### Your task
Exact transcription of the data below is required, without the images.

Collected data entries
- Opening Delimiter -
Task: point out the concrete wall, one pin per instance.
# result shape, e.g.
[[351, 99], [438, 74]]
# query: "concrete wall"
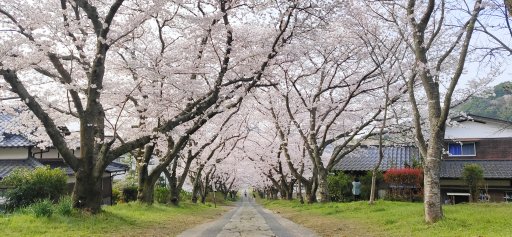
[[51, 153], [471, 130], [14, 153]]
- Closing Delimiter -
### Exercise output
Task: point out the concrete wall, one pin per instance.
# result shape, e.g.
[[351, 99], [438, 74]]
# query: "concrete wall"
[[51, 153], [471, 130], [14, 153]]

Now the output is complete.